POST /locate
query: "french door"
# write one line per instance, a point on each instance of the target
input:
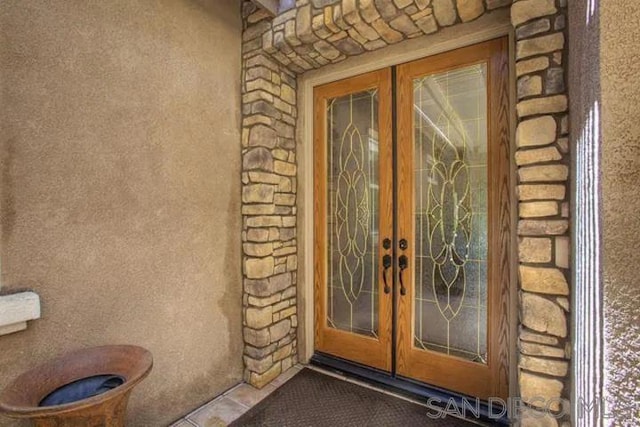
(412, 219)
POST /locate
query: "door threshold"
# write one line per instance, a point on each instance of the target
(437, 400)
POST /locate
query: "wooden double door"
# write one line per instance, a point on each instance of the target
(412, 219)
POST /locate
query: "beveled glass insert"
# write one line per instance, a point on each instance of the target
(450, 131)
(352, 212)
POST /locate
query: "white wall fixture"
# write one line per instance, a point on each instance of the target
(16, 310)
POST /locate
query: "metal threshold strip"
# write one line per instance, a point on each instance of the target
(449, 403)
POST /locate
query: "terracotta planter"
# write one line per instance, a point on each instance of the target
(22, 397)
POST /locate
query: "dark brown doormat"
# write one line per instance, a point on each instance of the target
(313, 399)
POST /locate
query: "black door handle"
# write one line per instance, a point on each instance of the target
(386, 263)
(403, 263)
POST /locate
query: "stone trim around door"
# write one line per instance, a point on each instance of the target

● **The exercise**
Please copy out every line of the entries above, including the requests, but adjust both coordinates of each answer point by -113, and leave the picture out.

● **Answer below**
POST /locate
query: "french door"
# write one line per instance, a point on each instance of the target
input:
(299, 106)
POST /locate
query: "door threshold"
# write one line per instance, a point on each instance of the target
(324, 287)
POST /locate
query: "wooden double door"
# write one line per instance, a point on each instance of the target
(299, 106)
POST /locate
query: "beveled glass insert"
# write one line per instance, a point on each instance of the target
(337, 18)
(239, 99)
POST /locate
query: "white wall fixture"
# write one line per instance, a point on each instance of the target
(-97, 197)
POST /locate
query: "metal threshold strip"
# write one line per instance, a point on each instance of the target
(336, 290)
POST /locate
query: "terracotta planter"
# write one line per instance, a point on each instance of the target
(-91, 284)
POST /locate
query: "dark brown doormat"
# write one line per instance, a point on each instance of the target
(200, 286)
POST /locate
query: "black door handle"
# write one line per instance, a point on each instance of the target
(273, 150)
(290, 150)
POST /locate
query: "stone trim around door"
# write one line per instance, a point on each instance of the target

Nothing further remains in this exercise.